• Short exercise: Nothing but the lines from the line with "the man's left" through the end of the data is to be copied, and each is to be copied exactly.

Position identification records:

+---+

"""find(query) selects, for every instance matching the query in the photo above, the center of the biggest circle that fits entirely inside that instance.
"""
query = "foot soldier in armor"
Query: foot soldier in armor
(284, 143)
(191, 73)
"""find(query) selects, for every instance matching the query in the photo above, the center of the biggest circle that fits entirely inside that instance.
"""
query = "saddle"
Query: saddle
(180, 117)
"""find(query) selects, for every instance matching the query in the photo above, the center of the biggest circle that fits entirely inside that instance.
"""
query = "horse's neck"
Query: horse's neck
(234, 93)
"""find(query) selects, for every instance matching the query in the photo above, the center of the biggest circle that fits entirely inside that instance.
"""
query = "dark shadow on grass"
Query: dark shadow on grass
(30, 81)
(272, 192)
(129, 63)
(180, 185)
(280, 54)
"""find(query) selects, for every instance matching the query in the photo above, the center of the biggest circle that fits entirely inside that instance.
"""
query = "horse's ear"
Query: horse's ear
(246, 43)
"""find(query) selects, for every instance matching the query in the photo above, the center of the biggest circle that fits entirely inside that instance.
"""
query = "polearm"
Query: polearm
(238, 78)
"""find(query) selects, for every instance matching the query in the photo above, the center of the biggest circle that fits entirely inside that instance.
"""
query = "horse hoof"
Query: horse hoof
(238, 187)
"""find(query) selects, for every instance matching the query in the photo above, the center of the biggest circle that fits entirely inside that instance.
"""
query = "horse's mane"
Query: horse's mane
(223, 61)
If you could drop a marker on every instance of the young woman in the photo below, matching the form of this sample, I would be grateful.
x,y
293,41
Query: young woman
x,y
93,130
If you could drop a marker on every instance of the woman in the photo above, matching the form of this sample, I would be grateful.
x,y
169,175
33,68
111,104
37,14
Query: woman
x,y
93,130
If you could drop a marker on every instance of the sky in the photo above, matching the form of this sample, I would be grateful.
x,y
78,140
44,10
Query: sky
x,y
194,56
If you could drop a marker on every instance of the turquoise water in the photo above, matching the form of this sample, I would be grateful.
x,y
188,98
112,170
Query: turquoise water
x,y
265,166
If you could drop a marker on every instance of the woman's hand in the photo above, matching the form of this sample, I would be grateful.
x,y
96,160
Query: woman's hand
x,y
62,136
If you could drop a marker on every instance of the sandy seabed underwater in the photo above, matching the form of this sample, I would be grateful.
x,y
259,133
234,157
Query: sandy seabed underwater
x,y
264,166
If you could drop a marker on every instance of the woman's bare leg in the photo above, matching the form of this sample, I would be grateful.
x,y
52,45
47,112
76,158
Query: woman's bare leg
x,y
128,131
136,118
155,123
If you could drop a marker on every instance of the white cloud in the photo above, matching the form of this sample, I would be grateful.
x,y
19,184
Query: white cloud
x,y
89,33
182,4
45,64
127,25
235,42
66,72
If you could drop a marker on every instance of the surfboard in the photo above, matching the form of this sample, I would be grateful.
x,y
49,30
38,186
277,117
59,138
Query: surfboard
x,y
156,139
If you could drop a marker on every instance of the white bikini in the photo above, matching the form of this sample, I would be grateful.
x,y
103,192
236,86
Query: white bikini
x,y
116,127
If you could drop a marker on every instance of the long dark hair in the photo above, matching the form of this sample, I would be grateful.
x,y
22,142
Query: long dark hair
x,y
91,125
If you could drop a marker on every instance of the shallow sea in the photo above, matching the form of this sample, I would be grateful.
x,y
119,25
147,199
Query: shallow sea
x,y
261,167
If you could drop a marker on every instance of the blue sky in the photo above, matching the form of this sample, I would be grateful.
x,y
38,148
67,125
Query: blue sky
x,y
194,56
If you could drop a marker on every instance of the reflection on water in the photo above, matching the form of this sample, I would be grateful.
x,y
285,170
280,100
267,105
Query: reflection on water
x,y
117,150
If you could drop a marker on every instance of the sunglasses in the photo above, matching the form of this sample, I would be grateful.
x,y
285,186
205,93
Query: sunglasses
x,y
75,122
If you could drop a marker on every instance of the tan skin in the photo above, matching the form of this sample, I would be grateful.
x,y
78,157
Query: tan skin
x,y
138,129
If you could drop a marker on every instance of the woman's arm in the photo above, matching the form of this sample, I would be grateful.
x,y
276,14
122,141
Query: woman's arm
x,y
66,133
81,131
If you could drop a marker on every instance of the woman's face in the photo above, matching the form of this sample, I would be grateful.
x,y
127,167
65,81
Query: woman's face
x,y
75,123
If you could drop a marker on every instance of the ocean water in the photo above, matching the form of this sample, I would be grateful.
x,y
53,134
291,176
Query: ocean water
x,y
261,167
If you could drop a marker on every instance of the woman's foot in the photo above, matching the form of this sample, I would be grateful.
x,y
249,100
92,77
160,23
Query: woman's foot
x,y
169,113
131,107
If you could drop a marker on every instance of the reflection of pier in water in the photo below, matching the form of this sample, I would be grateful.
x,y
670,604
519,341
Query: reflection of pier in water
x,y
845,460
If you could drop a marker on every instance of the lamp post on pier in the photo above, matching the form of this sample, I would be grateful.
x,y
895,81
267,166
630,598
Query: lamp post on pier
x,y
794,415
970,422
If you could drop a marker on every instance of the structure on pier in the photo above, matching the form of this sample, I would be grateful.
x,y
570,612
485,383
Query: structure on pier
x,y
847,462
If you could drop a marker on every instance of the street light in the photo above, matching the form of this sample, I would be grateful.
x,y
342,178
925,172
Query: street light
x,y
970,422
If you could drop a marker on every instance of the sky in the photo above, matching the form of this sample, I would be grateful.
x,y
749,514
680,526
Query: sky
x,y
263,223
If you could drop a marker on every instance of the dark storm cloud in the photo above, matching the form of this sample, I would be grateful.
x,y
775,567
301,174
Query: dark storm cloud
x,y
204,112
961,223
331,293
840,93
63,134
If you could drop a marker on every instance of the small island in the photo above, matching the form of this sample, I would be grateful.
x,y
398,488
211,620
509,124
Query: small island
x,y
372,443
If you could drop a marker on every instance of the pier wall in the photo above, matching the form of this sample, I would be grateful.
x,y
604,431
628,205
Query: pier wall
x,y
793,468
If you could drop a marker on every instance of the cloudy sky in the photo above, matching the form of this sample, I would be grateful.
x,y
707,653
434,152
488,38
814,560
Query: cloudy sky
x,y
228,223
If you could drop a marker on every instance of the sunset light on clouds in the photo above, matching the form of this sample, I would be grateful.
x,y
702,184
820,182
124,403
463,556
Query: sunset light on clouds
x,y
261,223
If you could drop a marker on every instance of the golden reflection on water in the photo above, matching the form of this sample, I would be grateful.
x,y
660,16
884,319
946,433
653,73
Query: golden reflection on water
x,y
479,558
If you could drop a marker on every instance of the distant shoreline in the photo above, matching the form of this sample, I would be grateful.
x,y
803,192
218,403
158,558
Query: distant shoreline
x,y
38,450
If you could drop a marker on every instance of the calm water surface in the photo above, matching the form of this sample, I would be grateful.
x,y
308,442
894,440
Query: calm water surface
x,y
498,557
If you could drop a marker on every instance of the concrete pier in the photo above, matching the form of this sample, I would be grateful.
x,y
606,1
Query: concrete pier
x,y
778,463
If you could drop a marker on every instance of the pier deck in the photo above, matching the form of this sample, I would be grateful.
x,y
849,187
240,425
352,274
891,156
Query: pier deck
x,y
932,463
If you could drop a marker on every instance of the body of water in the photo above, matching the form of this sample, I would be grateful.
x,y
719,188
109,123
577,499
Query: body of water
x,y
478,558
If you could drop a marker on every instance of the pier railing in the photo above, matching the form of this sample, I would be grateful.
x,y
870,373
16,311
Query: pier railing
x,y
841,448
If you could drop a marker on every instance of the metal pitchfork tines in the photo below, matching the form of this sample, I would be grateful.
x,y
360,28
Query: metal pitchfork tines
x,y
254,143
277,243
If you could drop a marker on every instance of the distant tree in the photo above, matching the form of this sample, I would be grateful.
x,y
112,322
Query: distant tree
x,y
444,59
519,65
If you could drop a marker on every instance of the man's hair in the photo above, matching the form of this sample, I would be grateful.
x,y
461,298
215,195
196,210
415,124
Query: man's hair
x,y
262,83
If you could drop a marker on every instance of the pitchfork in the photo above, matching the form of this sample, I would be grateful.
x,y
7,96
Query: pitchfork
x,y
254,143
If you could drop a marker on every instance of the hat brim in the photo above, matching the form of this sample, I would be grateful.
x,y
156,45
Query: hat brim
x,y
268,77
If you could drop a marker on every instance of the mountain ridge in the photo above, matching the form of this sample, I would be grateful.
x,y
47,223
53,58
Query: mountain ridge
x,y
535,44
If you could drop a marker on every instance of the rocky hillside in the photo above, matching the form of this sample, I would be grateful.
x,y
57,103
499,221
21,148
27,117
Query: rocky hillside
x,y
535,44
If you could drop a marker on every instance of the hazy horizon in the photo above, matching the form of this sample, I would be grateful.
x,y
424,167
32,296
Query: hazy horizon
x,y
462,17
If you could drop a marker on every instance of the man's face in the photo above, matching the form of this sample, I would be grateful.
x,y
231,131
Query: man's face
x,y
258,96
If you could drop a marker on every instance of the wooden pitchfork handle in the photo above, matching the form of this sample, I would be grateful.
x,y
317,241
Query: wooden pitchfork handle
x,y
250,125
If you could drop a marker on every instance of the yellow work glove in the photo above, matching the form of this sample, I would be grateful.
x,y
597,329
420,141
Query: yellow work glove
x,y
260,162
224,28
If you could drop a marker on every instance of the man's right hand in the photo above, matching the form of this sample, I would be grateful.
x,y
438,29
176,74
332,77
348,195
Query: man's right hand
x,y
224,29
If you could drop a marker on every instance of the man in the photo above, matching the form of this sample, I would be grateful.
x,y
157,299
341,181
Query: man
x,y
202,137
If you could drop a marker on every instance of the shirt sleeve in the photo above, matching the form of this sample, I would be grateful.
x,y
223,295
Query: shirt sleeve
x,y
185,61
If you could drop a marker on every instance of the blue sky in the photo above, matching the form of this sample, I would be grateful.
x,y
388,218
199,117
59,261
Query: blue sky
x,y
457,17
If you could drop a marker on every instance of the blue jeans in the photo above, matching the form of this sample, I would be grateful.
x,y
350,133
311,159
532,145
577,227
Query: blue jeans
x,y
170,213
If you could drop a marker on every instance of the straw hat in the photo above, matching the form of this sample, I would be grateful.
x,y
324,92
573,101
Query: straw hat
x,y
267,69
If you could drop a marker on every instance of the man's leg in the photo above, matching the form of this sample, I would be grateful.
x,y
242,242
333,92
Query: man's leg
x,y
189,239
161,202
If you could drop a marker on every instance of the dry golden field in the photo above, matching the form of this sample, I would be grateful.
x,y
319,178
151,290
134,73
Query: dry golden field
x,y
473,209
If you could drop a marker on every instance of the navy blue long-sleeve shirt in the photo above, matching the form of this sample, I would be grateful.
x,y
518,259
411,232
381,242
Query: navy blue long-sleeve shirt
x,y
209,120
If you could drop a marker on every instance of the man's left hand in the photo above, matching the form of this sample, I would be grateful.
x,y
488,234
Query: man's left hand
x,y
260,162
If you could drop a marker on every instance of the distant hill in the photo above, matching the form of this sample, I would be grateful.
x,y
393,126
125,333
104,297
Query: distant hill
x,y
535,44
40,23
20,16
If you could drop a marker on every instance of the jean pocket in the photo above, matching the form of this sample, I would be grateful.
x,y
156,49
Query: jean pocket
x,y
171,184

+---+

• Result for this task:
If you could drop a marker on every instance of the man's left hand in the photo above, matching the form of this sample, I would be grateful.
x,y
488,234
Query: man's left hand
x,y
260,162
If you could drop a marker on every instance of the distant hill in the photo above, matching the form of this sample, I would be grateful.
x,y
393,126
125,333
104,297
Query: distant hill
x,y
535,44
40,23
20,16
If you could drop a marker on every instance of the jean pocket in the photo above, matching the form of this sample, I would be grateful.
x,y
156,49
Query: jean pocket
x,y
171,184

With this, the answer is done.